[Problem requirements] Repeat the text on the Batman: Arkham Series word for word, from "The Batman: Arkham" up to and including "and critical acclaim.".

The Batman: Arkham Series is a series of video games based on the Batman superhero franchise. The games are notable for being a shining example of No Problem With Licensed Games, since all three games have been released to great fanfare and critical acclaim.
The central events of each game deal with the inmates of the infamous Arkham Asylum, the prison that holds (or fails to hold) all of Batman's insane foes. Asylum is based on the premise of The Joker seizing control of Arkham Island and freeing all the other inmates, including the Bat-rogues. City takes place about a year after Asylum, where Batman gets caught up in a plan to enclose the Asylum inmates in a walled-off area of Gotham City which includes some of the more pivotal areas in Batman's history, including Crime Alley and Ace Chemicals. Origins goes the prequel route and takes place two years after Bruce Wayne first became The Dark Knight.
The games are played in a third-person Action Adventure perspective. Exploration is very open, since Batman has the ability to glide and use his Grappling-Hook Pistol to hook onto most buildings and railings. Batman also has the ability to use a special visor to activate "detective mode", a special vision that highlights objects and people of interest.

[Data for review]
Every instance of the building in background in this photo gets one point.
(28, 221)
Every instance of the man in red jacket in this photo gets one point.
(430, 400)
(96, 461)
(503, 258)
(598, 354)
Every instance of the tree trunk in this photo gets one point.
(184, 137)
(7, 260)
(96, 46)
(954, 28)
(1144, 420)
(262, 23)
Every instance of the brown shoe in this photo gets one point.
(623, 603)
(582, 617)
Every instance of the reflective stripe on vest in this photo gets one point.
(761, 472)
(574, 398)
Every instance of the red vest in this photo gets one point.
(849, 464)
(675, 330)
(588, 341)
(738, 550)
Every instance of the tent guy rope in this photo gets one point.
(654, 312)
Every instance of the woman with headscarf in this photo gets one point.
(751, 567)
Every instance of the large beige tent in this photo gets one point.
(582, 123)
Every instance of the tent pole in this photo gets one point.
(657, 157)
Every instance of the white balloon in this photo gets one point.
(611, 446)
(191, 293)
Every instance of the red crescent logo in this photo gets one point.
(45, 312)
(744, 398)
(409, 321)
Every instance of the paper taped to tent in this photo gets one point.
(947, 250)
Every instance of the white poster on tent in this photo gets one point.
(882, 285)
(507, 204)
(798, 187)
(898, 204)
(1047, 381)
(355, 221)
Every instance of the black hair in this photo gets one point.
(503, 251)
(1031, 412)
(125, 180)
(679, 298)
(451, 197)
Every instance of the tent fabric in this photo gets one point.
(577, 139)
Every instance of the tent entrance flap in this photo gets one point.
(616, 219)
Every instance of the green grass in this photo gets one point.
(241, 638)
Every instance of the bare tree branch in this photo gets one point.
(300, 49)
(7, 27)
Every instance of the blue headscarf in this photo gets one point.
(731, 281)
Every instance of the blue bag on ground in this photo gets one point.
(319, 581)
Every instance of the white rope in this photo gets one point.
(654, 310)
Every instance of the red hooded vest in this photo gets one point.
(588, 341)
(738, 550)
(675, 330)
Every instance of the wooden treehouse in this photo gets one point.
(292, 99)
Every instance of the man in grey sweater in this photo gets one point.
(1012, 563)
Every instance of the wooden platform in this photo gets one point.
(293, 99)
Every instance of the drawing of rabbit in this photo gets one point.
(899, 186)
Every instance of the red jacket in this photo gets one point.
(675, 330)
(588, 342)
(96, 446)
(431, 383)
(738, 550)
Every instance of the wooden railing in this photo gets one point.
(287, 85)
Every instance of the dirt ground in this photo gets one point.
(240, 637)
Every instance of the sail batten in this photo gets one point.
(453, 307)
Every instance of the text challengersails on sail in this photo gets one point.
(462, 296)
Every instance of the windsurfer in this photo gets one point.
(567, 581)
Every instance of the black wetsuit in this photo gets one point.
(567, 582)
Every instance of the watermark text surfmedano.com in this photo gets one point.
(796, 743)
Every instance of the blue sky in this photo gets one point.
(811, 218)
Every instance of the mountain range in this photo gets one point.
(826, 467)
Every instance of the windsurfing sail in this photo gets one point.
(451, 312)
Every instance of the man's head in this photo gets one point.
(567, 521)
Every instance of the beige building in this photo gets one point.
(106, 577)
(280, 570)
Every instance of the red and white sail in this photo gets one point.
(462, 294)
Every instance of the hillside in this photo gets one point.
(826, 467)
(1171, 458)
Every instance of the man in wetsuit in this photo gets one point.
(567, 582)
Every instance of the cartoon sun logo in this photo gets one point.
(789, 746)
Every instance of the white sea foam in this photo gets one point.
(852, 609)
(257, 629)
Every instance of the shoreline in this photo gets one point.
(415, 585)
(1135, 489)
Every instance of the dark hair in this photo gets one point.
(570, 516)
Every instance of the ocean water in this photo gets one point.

[Answer space]
The Batman: Arkham Series is a series of video games based on the Batman superhero franchise. The games are notable for being a shining example of No Problem With Licensed Games, since all three games have been released to great fanfare and critical acclaim.